=== What to work on ===
1: List the four values given under "Answer 1" in the drug-testing problem.
2: Write the next part of the drug-testing problem, picking up the worked solution after its last line.

=== Passage to read ===
Question

An athletic league does drug testing of its athletes, 10 percent of whom use drugs. This test, however, is only 95 percent reliable. That is, a drug user will test positive with probability 0.95 and negative with probability 0.05, and a nonuser will test negative with probability 0.95 and positive with probability 0.05. Develop a probability tree diagram to determine the posterior probability of each of the following outcomes of testing an athlete.

(a) The athlete is a drug user, given that the test is positive.

(b) The athlete is not a drug user, given that the test is positive.

(c) The athlete is a drug user, given that the test is negative.

(d) The athlete is not a drug user, given that the test is negative.

(e) Use the corresponding Excel template to check your answers in the preceding parts.

Answer 1

0.6786

0.3214

1 / 172

171 / 172

Explanation:

Note: The tree diagram is attached below.

a) The athlete is a drug user, given that the test is positive P(D/+)

Using conditional Probability:

P ( D / + ) = P ( D and + ) / P ( +)

= (0.1 * 0.95) / (0.1 * 0.95 + 0.9*0.05)

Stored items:

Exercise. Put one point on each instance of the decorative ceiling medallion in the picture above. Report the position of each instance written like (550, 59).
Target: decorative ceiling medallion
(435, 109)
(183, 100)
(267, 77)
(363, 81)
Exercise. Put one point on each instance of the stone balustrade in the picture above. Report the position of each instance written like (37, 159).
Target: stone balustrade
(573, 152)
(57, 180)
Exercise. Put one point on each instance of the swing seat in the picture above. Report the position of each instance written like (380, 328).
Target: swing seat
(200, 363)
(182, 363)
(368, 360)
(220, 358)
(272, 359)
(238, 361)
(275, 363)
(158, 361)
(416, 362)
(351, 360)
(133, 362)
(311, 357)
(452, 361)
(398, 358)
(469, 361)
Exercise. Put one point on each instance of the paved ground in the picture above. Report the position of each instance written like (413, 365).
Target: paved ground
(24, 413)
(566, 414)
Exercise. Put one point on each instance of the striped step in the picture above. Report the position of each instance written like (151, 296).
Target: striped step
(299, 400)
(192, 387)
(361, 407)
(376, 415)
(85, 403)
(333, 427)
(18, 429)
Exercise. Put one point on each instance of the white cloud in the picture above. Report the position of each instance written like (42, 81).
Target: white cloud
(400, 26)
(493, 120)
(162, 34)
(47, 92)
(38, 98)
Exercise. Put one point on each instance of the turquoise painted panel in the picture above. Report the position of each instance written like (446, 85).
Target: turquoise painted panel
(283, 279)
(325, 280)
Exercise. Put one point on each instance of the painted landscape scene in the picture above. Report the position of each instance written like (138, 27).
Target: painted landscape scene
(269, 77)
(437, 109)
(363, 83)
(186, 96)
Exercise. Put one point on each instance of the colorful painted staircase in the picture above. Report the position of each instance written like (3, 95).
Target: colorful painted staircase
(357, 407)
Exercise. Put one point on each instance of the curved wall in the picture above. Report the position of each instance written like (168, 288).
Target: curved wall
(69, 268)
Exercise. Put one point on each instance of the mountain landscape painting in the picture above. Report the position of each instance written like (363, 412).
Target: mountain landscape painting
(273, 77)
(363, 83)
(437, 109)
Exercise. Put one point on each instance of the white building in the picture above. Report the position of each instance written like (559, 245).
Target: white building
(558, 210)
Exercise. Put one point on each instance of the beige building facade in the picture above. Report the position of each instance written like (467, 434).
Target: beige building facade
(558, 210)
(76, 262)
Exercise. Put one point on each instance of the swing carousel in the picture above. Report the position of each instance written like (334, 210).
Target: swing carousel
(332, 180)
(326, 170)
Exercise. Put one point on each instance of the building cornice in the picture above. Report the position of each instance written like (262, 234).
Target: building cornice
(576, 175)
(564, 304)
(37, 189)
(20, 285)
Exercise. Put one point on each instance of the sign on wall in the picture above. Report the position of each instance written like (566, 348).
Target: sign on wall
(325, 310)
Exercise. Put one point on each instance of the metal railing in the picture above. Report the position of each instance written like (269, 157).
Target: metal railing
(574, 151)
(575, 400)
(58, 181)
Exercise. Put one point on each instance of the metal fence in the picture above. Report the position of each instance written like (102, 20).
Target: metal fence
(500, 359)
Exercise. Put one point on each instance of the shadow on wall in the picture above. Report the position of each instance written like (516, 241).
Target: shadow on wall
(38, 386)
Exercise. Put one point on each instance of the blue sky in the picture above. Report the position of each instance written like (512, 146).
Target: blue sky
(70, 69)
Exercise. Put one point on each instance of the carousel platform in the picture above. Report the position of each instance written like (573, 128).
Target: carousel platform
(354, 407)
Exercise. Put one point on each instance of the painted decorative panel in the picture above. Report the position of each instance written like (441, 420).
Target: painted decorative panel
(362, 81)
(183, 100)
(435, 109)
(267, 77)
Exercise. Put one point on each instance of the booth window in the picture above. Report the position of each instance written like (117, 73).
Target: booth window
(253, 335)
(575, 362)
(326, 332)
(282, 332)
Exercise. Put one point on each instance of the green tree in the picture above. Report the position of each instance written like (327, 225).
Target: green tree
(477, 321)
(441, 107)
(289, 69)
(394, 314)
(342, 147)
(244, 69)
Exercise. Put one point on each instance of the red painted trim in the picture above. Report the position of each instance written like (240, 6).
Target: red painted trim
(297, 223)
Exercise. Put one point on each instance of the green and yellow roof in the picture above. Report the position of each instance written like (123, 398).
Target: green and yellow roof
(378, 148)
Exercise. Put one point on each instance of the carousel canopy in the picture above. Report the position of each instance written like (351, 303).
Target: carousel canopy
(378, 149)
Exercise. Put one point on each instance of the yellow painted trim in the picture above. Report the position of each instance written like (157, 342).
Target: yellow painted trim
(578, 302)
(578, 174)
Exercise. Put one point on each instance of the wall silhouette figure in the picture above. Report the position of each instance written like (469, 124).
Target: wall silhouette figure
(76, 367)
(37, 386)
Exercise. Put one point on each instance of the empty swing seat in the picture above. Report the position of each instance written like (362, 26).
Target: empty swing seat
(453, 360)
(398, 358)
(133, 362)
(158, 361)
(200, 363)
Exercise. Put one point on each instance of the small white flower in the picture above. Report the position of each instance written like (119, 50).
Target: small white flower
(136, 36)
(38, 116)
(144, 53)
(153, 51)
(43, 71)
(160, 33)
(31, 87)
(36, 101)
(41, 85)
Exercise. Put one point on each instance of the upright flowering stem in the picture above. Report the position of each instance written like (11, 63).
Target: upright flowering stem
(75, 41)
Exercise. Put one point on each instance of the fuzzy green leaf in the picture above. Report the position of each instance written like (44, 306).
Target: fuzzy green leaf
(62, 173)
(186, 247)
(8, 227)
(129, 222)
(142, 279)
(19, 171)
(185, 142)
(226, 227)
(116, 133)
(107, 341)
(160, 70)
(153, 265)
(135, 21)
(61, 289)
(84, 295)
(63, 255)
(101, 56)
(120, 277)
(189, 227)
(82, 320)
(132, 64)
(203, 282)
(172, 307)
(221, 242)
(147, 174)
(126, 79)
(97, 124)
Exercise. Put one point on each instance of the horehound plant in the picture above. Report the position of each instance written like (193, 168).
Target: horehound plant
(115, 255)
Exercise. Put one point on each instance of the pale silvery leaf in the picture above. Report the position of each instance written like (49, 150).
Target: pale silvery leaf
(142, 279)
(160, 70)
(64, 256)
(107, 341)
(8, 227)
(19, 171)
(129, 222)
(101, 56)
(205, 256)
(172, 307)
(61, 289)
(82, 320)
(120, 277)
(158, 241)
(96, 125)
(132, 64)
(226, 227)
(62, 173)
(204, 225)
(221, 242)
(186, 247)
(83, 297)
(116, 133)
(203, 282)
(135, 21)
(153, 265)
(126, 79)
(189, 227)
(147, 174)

=== Task responses ===
1:
0.6786
0.3214
1 / 172
171 / 172

2:
= 0.6786

Answer: P ( D / + ) = 0.6786

b) The athlete is not a drug user, given that the test is positive P(D' / + )

Using conditional Probability:

P ( D' / + ) = P ( D' and + ) / P (+)

= (0.9 * 0.05) / (0.1 * 0.95 + 0.9*0.05)

= 0.3214

Answer: P ( D' / + ) = 0.3214

c) The athlete is a drug user, given that the test is negative P (D / - )

Using conditional Probability:

P ( D / - ) = P ( D and - ) / P (-)

= (0.1 * 0.05) / (0.9 * 0.95 + 0.1*0.05)

= 1 / 172

Answer: P ( D / - ) = 1 / 172

(d) The athlete is not a drug user, given that the test is negative P (D' / - )

Using conditional Probability:

P ( D' / - ) = P ( D' and - ) / P (-)

= (0.9 * 0.95) / (0.9 * 0.95 + 0.1*0.05)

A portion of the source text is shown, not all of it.